- Textauszug

************

Unterstützt wurden die Studenten bei ihren Aktionen nicht nur von den Lehrkräften, sondern auch von der Apothekerkammer Berlin sowie dem Berliner Apotheker-Verein. Diese verteilten Vordrucke für die Unterschriftensammlung an Berliner Apotheken und machten in einem Offenen Brief den Wissenschaftssenator und weitere politische Entscheidungsträger auf die Problematik aufmerksam.
Weniger Immatrikulationen
Eine Möglichkeit, trotz Stellenabbau die Qualität der pharmazeutischen Ausbildung an dem Berliner Institut aufrecht zu erhalten, sehen die Mitarbeiter des Fachbereichs in Einschränkungen bei der Zahl der Immatrikulationen. Bislang werden pro Semester etwa 80 Studenten für ein Pharmazie-Studium an der FU zugelassen. Infolge der Streichung der Stellen für Professoren und Hochschullehrkräfte könnte sich diese Zahl jedoch schon bald halbieren, prognostiziert Rottke. Und Wilke verdeutlicht, dass dies in krassem Widerspruch zu dem offensichtlichen hohen Bedarf stehe, zumal das Institut der einzige Standort für eine pharmazeutische Hochschulausbildung in Berlin und Brandenburg sei. Vor einem dramatischen Rückgang der Zahl junger und gut ausgebildeter Apothekerinnen und Apotheker für alle pharmazeutischen Arbeitsfelder bei gleichzeitig steigender Nachfrage warnen daher nicht nur die Studenten, sondern auch die Präsidenten von Kammer und Verein in ihren Schreiben. Gerade vor dem Hintergrund der sich abzeichnenden Änderungen in der Bevölkerungsstruktur sei die Ausbildung einer ausreichenden Zahl von Pharmazeutinnen und Pharmazeuten zwingend notwendig. Auch der Präsident der Bundesapothekerkammer, Johannes M. Metzger, machte sich für die Berliner Pharmazeuten stark und wies Wissenschaftssenator Flierl sowie den Präsidenten der FU, Professor Dr. Dieter Lenzen, auf die Bedeutung des qualifizierten Nachwuchses für die wissenschaftliche und wirtschaftliche Entwicklung des Standortes Berlin hin.
Professor Dr. Ronald Gust, geschäftsführender Direktor des Fachbereichs
Pharmazie, erläuterte gegenüber der PZ kurz vor Redaktionsschluss dieser
Ausgabe den aktuellen Stand der Dinge. Ein Strukturplan, der in den
nächsten Wochen durch den Institutsrat sowie den Fachbereichsrat
verabschiedet werden soll, sieht vor, dass auch in Zukunft in jedem Fach
die entsprechenden Professuren zu besetzen sind. Durch Vergabe einer erst
im Jahr 2012 zu besetzenden Stelle „auf Kredit“ soll die Anzahl der
Streichungen auf drei Professuren reduziert werden. Die Zukunft der
Assistentenstellen sei jedoch nach wie vor ungewiss, so Gust.

************

- Arbeitsanweisung
Gib bitte aus dem Textauszug den Abschnitt wortgetreu aus, der mit „Unterstützt wurden die“ beginnt und bis einschließlich „die Problematik aufmerksam.“ reicht. Das Material hat mit dem Textauszug nichts zu tun.

************

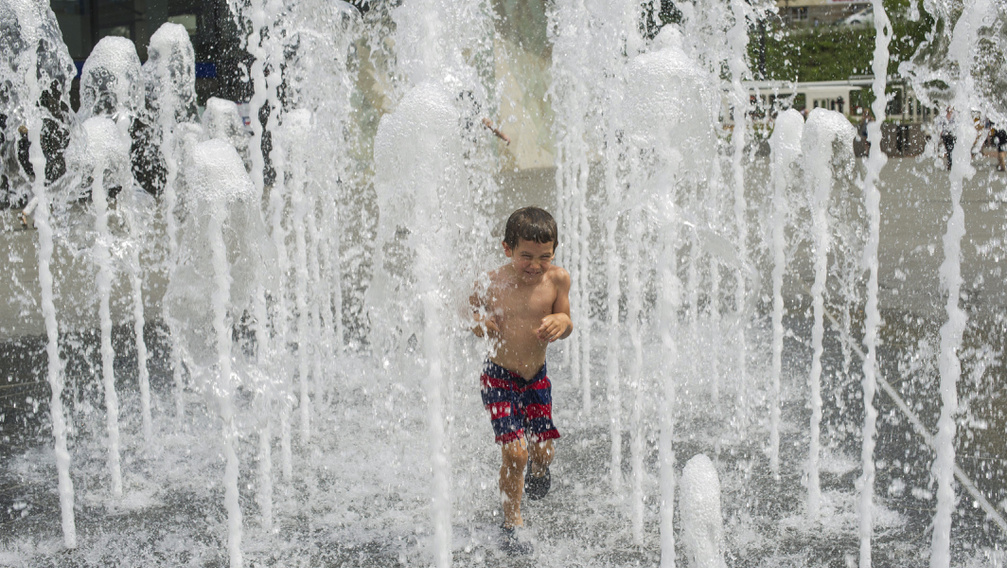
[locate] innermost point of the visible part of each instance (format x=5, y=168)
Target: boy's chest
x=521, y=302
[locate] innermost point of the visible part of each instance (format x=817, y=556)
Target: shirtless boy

************

- Lösung
Unterstützt wurden die Studenten bei ihren Aktionen nicht nur von den Lehrkräften, sondern auch von der Apothekerkammer Berlin sowie dem Berliner Apotheker-Verein. Diese verteilten Vordrucke für die Unterschriftensammlung an Berliner Apotheken und machten in einem Offenen Brief den Wissenschaftssenator und weitere politische Entscheidungsträger auf die Problematik aufmerksam.